Extracted data entries >>
··········

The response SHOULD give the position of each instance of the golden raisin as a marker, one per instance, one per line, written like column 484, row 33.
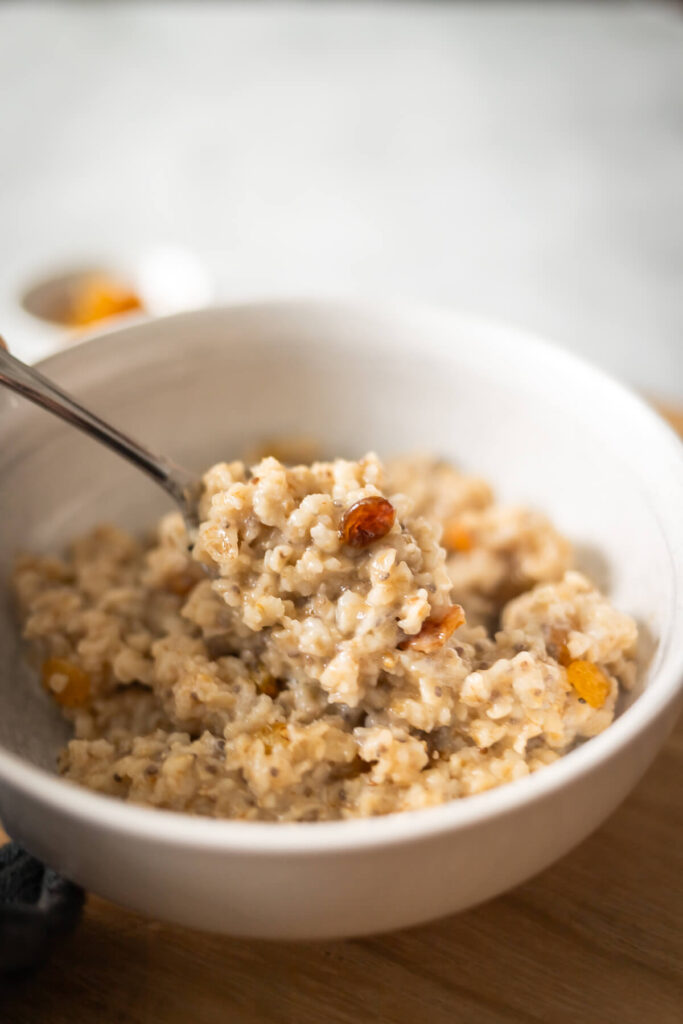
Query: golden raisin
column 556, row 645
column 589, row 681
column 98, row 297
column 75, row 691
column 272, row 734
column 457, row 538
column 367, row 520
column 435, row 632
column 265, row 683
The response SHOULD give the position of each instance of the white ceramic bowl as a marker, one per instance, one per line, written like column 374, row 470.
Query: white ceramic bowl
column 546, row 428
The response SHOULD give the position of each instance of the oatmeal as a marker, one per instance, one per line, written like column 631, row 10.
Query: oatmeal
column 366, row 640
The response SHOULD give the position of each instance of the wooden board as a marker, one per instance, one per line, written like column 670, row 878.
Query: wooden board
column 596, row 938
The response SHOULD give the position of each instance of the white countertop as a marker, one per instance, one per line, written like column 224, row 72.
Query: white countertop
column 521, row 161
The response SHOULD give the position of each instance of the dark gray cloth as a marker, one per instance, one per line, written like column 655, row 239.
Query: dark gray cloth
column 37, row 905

··········

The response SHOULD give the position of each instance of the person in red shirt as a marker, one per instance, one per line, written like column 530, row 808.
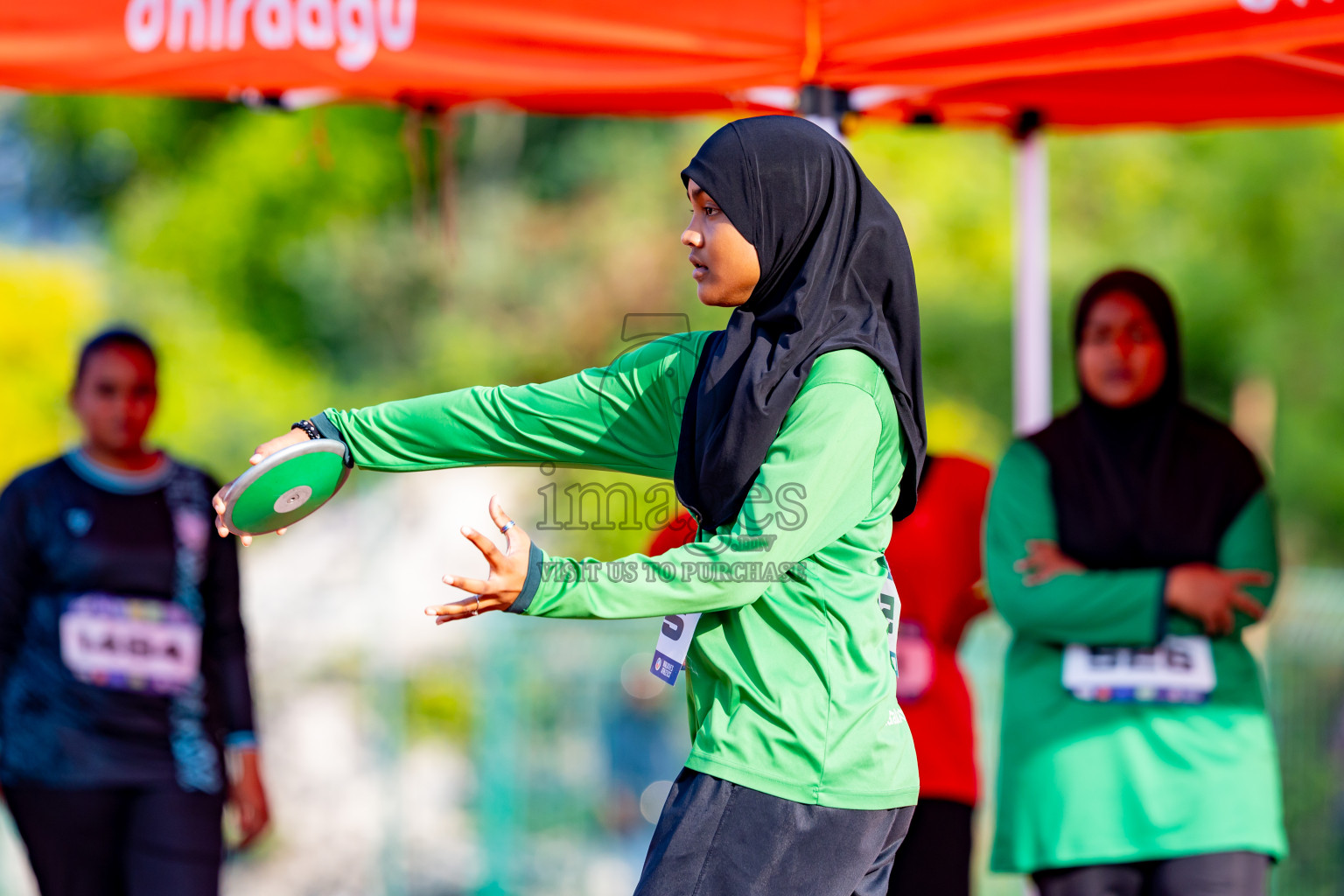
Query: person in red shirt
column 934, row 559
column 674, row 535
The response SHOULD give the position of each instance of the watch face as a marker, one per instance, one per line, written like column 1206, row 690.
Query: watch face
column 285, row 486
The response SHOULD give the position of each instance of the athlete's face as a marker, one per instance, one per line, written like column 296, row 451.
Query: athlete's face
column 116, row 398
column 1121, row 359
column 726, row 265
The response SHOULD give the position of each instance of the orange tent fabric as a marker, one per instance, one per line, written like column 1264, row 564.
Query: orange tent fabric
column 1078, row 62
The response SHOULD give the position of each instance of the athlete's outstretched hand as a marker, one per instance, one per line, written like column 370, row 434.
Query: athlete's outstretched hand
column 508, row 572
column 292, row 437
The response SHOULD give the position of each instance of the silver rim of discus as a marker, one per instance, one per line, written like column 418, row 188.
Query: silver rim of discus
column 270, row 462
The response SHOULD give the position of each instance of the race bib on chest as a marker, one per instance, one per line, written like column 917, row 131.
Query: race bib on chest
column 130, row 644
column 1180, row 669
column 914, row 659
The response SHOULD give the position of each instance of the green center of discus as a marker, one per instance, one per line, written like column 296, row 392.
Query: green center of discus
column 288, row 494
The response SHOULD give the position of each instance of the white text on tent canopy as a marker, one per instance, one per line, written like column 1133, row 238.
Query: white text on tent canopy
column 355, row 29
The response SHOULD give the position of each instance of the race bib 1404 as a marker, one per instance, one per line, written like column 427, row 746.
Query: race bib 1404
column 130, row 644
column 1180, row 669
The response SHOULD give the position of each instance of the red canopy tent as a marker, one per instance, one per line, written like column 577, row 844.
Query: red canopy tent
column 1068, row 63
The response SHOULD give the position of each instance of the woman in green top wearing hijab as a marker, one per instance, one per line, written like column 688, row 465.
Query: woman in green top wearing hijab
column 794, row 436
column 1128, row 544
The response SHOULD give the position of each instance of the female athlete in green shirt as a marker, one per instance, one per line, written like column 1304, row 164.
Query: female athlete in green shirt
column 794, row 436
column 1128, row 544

··········

Task directions >> Copy the records word for word, starting at the line that contains "670, row 878." and stopping after the line that contains "column 37, row 905".

Exercise result >>
The response SHOULD give the position of each instance of the wooden board as a marker, one per instance, one per line, written like column 670, row 878.
Query: wooden board
column 596, row 938
The response SHOULD give the position of each instance of the white countertop as a marker, one per instance, one per line, written like column 224, row 72.
Query: white countertop
column 521, row 161
The response SHOULD give the position of each instance of the dark gray cloth as a marker, one per instance, one per line, written like column 655, row 239.
Query: dark gray cloth
column 37, row 905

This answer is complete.